■ **Source data**
↓
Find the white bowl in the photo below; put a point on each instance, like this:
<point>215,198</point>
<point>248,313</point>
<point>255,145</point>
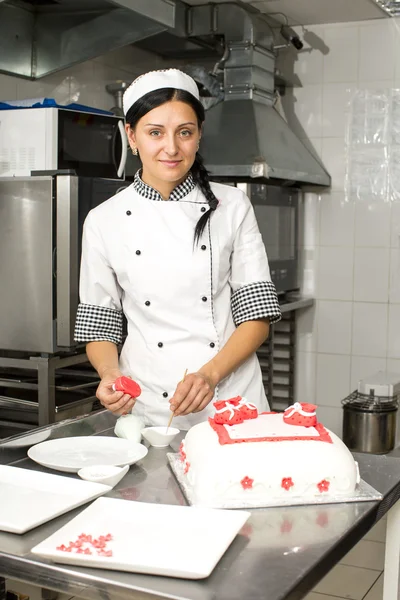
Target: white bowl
<point>129,428</point>
<point>159,437</point>
<point>106,474</point>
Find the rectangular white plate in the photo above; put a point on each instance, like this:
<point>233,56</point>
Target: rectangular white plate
<point>31,498</point>
<point>157,539</point>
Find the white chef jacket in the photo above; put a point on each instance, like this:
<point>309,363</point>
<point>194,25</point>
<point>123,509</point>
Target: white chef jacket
<point>182,301</point>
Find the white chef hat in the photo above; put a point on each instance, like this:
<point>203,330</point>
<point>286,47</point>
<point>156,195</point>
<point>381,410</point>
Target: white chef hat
<point>156,80</point>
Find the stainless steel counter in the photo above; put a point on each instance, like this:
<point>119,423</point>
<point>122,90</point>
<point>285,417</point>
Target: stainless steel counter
<point>280,554</point>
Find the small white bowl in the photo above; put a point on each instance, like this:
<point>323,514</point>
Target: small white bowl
<point>106,474</point>
<point>159,437</point>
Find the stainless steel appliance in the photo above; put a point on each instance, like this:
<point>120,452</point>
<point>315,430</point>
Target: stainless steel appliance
<point>370,414</point>
<point>41,220</point>
<point>50,139</point>
<point>277,212</point>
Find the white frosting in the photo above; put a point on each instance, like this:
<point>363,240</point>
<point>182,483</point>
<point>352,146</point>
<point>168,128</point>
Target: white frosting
<point>268,426</point>
<point>216,470</point>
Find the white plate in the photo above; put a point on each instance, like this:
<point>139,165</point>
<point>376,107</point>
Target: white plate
<point>30,498</point>
<point>157,539</point>
<point>74,453</point>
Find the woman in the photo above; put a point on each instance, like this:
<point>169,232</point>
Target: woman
<point>184,261</point>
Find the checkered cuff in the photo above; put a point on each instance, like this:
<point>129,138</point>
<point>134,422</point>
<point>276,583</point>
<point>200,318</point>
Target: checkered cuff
<point>98,324</point>
<point>255,301</point>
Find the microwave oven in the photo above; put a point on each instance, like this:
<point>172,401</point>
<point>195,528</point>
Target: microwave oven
<point>277,212</point>
<point>88,144</point>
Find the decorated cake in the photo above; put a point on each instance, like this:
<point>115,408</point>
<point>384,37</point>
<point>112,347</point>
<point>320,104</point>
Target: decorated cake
<point>242,458</point>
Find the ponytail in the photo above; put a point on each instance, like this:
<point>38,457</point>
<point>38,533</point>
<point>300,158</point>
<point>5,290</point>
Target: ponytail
<point>200,176</point>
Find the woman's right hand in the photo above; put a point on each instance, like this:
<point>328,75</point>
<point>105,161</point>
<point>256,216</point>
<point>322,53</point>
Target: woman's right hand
<point>116,402</point>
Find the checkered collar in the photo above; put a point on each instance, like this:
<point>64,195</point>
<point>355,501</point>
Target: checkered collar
<point>178,193</point>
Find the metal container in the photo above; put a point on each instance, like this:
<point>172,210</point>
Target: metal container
<point>369,423</point>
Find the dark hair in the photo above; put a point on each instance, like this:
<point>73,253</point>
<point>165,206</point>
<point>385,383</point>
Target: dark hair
<point>199,173</point>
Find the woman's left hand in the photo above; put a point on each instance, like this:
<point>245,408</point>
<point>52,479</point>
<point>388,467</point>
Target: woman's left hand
<point>192,394</point>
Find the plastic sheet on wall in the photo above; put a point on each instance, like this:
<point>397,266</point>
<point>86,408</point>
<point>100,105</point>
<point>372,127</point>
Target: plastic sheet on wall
<point>373,145</point>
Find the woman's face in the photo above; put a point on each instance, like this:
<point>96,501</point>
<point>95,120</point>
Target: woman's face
<point>167,139</point>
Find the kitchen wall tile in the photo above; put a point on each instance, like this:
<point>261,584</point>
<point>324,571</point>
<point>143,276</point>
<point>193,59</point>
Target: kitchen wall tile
<point>8,88</point>
<point>366,554</point>
<point>333,379</point>
<point>309,66</point>
<point>395,225</point>
<point>373,223</point>
<point>377,50</point>
<point>308,271</point>
<point>393,365</point>
<point>363,366</point>
<point>313,145</point>
<point>306,329</point>
<point>341,61</point>
<point>397,51</point>
<point>333,157</point>
<point>335,108</point>
<point>332,418</point>
<point>347,582</point>
<point>377,533</point>
<point>394,289</point>
<point>394,331</point>
<point>334,327</point>
<point>85,78</point>
<point>337,220</point>
<point>371,274</point>
<point>376,592</point>
<point>370,326</point>
<point>305,377</point>
<point>310,207</point>
<point>335,273</point>
<point>308,111</point>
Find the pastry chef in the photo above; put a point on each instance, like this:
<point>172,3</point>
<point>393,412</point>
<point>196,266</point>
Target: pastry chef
<point>182,258</point>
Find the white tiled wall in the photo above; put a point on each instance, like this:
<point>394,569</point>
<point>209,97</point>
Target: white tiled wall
<point>91,76</point>
<point>350,250</point>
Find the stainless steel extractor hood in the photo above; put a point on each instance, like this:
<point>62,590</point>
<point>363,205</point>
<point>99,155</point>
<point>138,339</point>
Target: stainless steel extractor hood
<point>244,135</point>
<point>38,37</point>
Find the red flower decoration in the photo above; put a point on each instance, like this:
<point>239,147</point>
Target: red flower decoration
<point>286,526</point>
<point>182,452</point>
<point>287,483</point>
<point>247,483</point>
<point>323,485</point>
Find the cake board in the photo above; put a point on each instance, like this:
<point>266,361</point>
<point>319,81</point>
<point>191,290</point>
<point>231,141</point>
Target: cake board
<point>363,493</point>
↑
Extract all of the material above verbatim, line by line, and omit the pictures from your reproduction.

■ **Exercise solution**
Find the white bowl in the photo below; put a point on each instance, like this:
<point>215,198</point>
<point>248,313</point>
<point>255,145</point>
Target: white bowl
<point>129,428</point>
<point>159,437</point>
<point>106,474</point>
Find the rectangular white plate in the photo above; put a point on each instance, like this:
<point>233,56</point>
Target: rectangular white plate
<point>31,498</point>
<point>157,539</point>
Find the white chef jacket in the photo above; put a point on each instance, like this:
<point>309,363</point>
<point>194,25</point>
<point>123,509</point>
Target: white chef jacket
<point>182,301</point>
Find the white chef hat in the photo above; put a point on each instance, like this:
<point>203,330</point>
<point>286,47</point>
<point>156,195</point>
<point>381,410</point>
Target: white chef hat
<point>156,80</point>
Find the stainless steel counter in the photo above; put a point on each instance, like this:
<point>119,423</point>
<point>122,90</point>
<point>285,417</point>
Target: stainless steel counter
<point>280,554</point>
Find the small white bowl in the photo above; put a point on each instance, like this:
<point>323,514</point>
Target: small white bowl
<point>106,474</point>
<point>159,437</point>
Find the stainless steel appliance in the photo above; put a point on each instance, like this:
<point>120,452</point>
<point>315,430</point>
Target: stainless steel appliance
<point>370,414</point>
<point>41,220</point>
<point>50,139</point>
<point>277,212</point>
Find the white frosting in the photo above; put a point on each instance, like this:
<point>363,240</point>
<point>182,483</point>
<point>352,146</point>
<point>168,128</point>
Target: white frosting
<point>268,426</point>
<point>216,470</point>
Find the white plate in the photo above; put a point on each instance, like this:
<point>139,165</point>
<point>376,107</point>
Target: white plate
<point>30,498</point>
<point>157,539</point>
<point>74,453</point>
Find the woman in the photo above; put a point on each instance, like this:
<point>169,232</point>
Target: woman
<point>184,261</point>
Find the checkered cuff in the photo above; put a point on each instance, like this:
<point>129,138</point>
<point>134,422</point>
<point>276,583</point>
<point>200,318</point>
Target: checkered cuff
<point>98,324</point>
<point>255,301</point>
Find the microwave oven in the photo above; put a point on each instance, like this:
<point>172,401</point>
<point>195,528</point>
Target: microwave oven
<point>277,212</point>
<point>88,144</point>
Find the decorated cake in the photo above; put a point on each instance, like this:
<point>115,408</point>
<point>384,37</point>
<point>112,347</point>
<point>320,104</point>
Target: decorated cake
<point>242,458</point>
Find the ponytail in the photo above; put a point on each instance, like this:
<point>38,457</point>
<point>38,533</point>
<point>300,158</point>
<point>5,290</point>
Target: ponytail
<point>200,176</point>
Find the woman's right hand in the photo above; put a point on each instance, like this:
<point>328,75</point>
<point>105,161</point>
<point>256,216</point>
<point>322,53</point>
Target: woman's right hand
<point>116,402</point>
Find the checkered collar in the photo above; put a point on each instance, like this:
<point>64,195</point>
<point>355,501</point>
Target: checkered collar
<point>178,193</point>
Find the metal container in the photo above; put a point on each instance, like this:
<point>172,210</point>
Target: metal container
<point>369,423</point>
Find the dark hair in the photo above; put a point on each instance, like this:
<point>73,253</point>
<point>165,206</point>
<point>385,383</point>
Target: dark hair
<point>199,173</point>
Find the woman's left hand in the photo above; put a point on each instance, like this:
<point>245,408</point>
<point>52,479</point>
<point>388,467</point>
Target: woman's left hand
<point>192,394</point>
Find the plastic sheet on wall in the photo above; put a point on each instance, like this:
<point>397,266</point>
<point>86,408</point>
<point>100,105</point>
<point>372,127</point>
Target: plastic sheet on wall
<point>373,145</point>
Find the woman's face in the photo above; put a point on each instance, like this:
<point>96,501</point>
<point>95,120</point>
Target: woman's face
<point>167,139</point>
Find the kitchen wall tile in the photo above; put a point on each instance, like this:
<point>261,584</point>
<point>324,571</point>
<point>143,276</point>
<point>193,59</point>
Target: kitchen wall tile
<point>8,88</point>
<point>366,554</point>
<point>333,379</point>
<point>309,66</point>
<point>395,225</point>
<point>373,223</point>
<point>377,50</point>
<point>308,271</point>
<point>393,365</point>
<point>363,366</point>
<point>313,145</point>
<point>306,329</point>
<point>341,61</point>
<point>397,51</point>
<point>333,157</point>
<point>335,108</point>
<point>332,418</point>
<point>347,582</point>
<point>377,533</point>
<point>394,289</point>
<point>394,331</point>
<point>334,327</point>
<point>85,78</point>
<point>337,220</point>
<point>371,274</point>
<point>376,592</point>
<point>370,326</point>
<point>305,377</point>
<point>310,207</point>
<point>335,273</point>
<point>308,111</point>
Find the pastry chef in the photo above; put a point on each instance, like this:
<point>172,3</point>
<point>393,412</point>
<point>196,266</point>
Target: pastry chef
<point>182,258</point>
Find the white tiled wall in the photo above; put a point on each instance, like this:
<point>394,569</point>
<point>209,97</point>
Target: white tiled wall
<point>91,76</point>
<point>350,250</point>
Find the stainless steel extractor hood in the photo above; put a point on each instance, like this:
<point>62,590</point>
<point>363,205</point>
<point>99,155</point>
<point>138,339</point>
Target: stainless steel extractor hood
<point>244,135</point>
<point>38,37</point>
Find the red flower decoration in the photo above; put a point on each instance, like this:
<point>239,147</point>
Target: red flower decoration
<point>286,526</point>
<point>182,452</point>
<point>287,483</point>
<point>247,483</point>
<point>323,485</point>
Find the cake board in the photo above; put a point on each instance, like this:
<point>266,361</point>
<point>319,81</point>
<point>191,290</point>
<point>231,141</point>
Target: cake board
<point>363,493</point>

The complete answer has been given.